=== STATED TASK ===
Count how many of the lines below contain the string "blurred", treating uppercase and lowercase as different. Reply with that number alone.
** START INFORMATION GIVEN **
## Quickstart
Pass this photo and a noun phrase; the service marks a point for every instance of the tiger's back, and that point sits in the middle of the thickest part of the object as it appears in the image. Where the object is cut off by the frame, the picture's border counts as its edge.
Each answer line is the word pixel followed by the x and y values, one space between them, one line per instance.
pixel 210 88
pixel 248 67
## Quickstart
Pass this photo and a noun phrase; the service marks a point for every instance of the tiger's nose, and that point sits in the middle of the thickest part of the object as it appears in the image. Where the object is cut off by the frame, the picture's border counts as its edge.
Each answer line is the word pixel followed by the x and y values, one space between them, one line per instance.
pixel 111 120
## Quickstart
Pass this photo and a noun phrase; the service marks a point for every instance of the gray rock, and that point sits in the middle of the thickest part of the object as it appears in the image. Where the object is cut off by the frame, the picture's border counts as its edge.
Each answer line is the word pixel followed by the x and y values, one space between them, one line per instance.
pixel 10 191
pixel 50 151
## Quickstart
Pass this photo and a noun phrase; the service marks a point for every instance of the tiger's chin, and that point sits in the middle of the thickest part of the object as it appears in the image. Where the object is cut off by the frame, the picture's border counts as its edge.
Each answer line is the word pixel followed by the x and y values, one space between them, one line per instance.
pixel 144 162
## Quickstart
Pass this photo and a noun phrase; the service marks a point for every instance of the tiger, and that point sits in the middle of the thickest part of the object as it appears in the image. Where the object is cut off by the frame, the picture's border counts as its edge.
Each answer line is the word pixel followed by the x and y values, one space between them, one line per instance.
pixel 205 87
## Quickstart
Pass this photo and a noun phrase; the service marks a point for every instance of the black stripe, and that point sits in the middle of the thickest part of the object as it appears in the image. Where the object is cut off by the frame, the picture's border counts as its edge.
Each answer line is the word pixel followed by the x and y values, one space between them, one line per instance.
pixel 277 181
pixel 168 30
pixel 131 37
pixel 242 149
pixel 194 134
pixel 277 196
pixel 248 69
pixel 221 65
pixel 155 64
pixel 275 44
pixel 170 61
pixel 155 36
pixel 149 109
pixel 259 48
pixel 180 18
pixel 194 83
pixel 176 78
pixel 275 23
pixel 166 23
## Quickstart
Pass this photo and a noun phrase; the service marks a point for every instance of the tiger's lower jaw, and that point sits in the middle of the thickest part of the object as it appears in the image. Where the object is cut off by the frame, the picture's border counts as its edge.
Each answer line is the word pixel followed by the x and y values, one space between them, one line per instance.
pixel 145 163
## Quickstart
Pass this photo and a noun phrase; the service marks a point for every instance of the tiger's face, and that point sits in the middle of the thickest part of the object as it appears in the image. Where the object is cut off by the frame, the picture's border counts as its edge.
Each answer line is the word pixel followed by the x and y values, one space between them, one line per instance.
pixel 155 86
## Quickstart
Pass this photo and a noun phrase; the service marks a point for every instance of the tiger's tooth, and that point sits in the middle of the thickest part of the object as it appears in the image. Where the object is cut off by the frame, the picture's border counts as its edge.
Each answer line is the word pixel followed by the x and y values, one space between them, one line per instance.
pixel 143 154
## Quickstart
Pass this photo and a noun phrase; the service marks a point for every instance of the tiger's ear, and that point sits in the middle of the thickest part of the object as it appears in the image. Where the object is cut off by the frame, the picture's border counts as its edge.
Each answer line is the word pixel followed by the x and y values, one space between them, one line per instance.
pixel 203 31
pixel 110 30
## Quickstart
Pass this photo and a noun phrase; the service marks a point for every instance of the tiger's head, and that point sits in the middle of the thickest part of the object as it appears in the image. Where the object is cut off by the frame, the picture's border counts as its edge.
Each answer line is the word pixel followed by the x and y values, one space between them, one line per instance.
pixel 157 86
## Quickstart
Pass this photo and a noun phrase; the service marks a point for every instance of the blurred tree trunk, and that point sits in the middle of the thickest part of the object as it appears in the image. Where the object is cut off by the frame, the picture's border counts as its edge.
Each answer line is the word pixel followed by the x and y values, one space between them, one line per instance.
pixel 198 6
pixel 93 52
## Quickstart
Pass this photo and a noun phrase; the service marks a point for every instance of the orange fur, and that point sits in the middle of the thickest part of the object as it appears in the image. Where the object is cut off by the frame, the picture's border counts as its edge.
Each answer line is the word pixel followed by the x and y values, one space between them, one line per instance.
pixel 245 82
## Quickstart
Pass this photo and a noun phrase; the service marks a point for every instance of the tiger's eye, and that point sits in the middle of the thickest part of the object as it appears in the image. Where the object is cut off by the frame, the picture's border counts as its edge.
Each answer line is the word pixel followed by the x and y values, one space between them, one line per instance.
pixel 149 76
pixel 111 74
** END INFORMATION GIVEN **
** START INFORMATION GIVEN **
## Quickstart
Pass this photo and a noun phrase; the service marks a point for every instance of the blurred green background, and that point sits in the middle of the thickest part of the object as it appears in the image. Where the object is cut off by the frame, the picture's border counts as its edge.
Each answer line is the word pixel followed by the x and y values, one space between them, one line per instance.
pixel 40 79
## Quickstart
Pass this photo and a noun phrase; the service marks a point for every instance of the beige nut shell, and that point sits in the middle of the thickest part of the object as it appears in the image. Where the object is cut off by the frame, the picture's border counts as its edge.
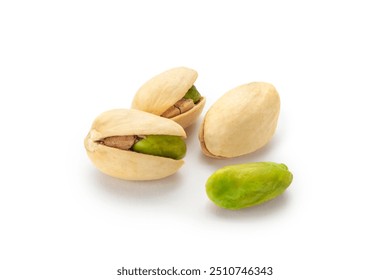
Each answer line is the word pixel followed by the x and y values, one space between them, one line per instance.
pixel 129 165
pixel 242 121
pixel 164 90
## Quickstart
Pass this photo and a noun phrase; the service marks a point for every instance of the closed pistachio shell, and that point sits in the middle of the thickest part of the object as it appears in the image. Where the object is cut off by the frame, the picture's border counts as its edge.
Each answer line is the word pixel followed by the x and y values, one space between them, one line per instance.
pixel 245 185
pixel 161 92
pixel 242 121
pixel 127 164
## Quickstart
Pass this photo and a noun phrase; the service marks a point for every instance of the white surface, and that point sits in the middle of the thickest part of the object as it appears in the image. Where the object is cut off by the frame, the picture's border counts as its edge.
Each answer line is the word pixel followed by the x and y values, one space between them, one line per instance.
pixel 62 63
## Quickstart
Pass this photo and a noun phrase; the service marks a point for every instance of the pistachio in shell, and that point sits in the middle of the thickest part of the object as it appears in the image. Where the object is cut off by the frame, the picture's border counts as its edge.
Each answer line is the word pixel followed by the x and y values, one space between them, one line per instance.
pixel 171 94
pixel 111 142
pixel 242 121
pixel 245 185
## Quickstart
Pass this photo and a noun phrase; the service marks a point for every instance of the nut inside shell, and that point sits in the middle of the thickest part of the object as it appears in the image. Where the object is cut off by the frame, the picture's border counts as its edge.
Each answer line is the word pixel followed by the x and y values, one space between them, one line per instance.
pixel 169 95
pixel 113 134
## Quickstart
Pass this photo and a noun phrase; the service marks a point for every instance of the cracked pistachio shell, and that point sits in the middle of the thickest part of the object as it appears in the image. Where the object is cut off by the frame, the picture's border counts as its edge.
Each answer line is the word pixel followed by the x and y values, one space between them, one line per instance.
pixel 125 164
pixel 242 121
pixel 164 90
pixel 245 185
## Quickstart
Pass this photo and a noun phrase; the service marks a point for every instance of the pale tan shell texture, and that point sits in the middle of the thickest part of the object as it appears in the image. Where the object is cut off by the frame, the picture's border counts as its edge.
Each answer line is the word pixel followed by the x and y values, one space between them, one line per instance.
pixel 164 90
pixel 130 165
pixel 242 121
** END INFORMATION GIVEN **
=== SOLUTION TO THIS TASK ===
2